Several American ethanol plants have slashed production over the past week or idled entirely as the coronavirus outbreak cuts into fuel consumption and hit margins to refine the corn-based fuel, the head of a biofuel trade group revealed.
The Renewable Fuels Association (RFA) Chief Executive Geoff Cooper said on a conference call he expects ethanol production to fall further, and called on the US Environmental Protection Agency to ease strain on the industry by ceasing to grant small refineries waivers from the nation’s biofuels mandates.
The spread of coronavirus has disrupted business, travel and daily life across the globe.
As governments urge people to stay indoors to curb the outbreak of Covid-19, fuel demand has slackened.
Margins to produce ethanol, which the United States requires to be blended into the nation’s fuel pool, have fallen, prompting concern about plant shutdowns and job uncertainty.
Ethanol refining margins in the Corn Belt fell to as low as -11 cents a gallon in early March and currently sit at 10 cents a gallon.
“We’re doing everything we can to make sure we can survive and weather the storm but it’s definitely going to be ugly,” Randy Doyal, chief executive of Al-Corn Clean Fuel in Claremont, Minnesota, said during the conference call hosted by RFA.
Some 200 plants across the United States produce just over 1 million barrels per day of ethanol.

##############################

TASK INSTRUCTIONS:
1) In the ethanol article, copy the text between "The spread of" and "demand has slackened.", inclusive.
2) According to the ethanol article, how low did ethanol refining margins in the Corn Belt fall in early March?

##############################

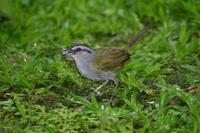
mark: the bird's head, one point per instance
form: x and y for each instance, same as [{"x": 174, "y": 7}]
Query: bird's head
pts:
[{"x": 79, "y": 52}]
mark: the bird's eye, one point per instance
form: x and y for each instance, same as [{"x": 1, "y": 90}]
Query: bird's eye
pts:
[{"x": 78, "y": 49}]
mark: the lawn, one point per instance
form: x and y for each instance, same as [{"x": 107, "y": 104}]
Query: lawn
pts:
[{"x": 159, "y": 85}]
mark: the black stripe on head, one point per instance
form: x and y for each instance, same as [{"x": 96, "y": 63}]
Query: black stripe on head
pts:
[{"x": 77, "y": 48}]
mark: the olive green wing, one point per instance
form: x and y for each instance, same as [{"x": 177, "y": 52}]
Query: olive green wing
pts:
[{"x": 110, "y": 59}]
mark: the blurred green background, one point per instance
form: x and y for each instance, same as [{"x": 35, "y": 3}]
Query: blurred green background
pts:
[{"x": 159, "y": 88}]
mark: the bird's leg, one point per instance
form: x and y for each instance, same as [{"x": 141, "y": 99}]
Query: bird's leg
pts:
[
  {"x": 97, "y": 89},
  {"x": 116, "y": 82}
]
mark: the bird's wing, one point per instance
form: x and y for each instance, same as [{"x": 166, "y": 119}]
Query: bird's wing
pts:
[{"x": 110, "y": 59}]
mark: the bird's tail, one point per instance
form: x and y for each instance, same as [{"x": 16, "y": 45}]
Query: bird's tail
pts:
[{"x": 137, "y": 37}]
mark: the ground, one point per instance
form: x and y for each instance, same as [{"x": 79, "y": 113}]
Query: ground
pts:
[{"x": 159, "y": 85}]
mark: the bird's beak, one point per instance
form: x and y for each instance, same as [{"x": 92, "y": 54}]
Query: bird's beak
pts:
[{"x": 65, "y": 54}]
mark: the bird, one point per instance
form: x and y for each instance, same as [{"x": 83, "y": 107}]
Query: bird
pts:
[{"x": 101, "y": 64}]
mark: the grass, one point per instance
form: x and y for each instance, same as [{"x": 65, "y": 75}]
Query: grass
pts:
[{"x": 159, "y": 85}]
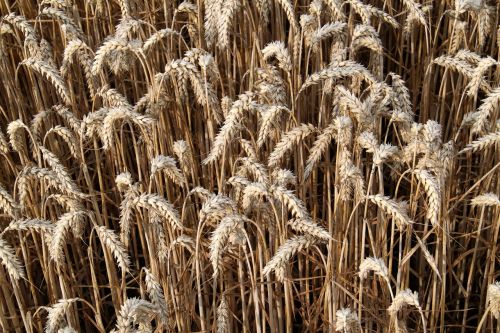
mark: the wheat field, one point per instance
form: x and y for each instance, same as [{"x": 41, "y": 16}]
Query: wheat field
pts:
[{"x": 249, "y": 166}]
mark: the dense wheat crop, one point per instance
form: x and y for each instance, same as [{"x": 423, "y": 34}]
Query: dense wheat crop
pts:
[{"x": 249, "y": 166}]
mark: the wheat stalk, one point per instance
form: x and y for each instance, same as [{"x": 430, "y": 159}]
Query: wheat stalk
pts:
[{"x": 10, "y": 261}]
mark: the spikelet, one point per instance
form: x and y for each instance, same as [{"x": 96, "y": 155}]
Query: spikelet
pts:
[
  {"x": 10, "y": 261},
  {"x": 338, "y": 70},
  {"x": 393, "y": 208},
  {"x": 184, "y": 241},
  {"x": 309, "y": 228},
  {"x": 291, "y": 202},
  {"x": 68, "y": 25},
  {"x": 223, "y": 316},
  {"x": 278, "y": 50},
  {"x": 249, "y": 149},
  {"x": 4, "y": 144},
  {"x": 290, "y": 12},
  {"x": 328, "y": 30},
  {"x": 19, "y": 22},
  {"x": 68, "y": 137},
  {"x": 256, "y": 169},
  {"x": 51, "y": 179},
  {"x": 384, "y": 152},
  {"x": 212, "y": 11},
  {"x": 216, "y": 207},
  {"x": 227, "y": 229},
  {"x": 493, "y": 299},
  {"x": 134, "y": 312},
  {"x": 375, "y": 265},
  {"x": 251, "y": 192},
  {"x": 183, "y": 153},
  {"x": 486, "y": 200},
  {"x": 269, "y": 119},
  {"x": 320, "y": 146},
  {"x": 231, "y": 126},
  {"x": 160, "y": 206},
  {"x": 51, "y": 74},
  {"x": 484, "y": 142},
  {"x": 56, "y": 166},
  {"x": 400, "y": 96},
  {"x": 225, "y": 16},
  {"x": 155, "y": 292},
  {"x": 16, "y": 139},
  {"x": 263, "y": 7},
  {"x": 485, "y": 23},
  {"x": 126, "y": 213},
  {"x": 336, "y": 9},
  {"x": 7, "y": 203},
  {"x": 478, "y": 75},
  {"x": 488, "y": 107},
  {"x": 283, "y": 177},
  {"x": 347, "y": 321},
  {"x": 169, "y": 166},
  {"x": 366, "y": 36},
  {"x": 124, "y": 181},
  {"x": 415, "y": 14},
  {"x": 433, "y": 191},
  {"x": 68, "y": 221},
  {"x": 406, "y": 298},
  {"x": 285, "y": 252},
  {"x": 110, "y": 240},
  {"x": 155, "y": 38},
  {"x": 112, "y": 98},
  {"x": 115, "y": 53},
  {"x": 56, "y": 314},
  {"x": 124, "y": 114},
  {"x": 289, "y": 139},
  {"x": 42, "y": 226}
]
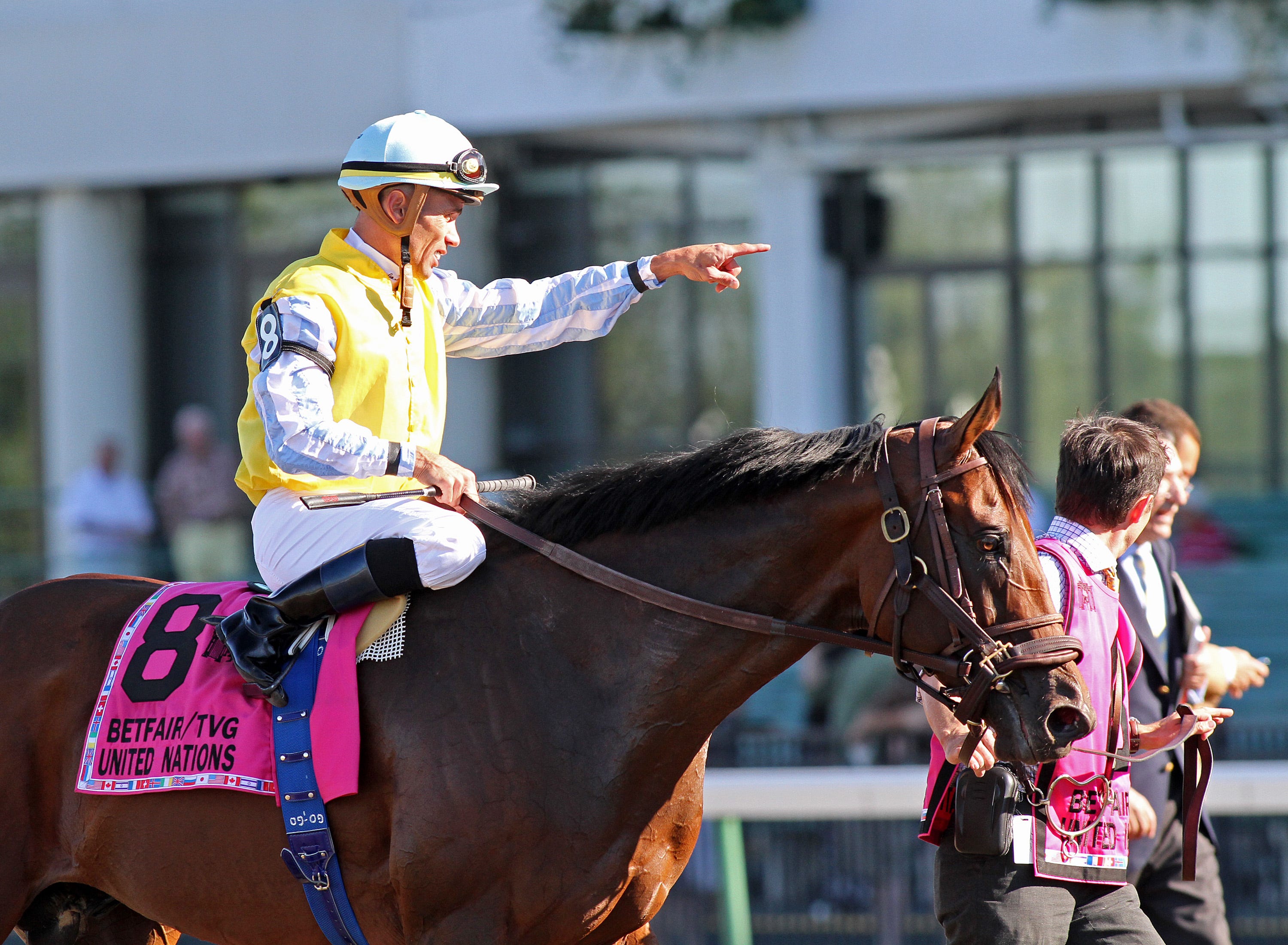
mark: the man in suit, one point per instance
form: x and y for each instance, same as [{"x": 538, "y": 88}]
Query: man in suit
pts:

##############################

ANSWERS:
1)
The spread of coronavirus has disrupted business, travel and daily life across the globe.
As governments urge people to stay indoors to curb the outbreak of Covid-19, fuel demand has slackened.

2) As low as -11 cents a gallon.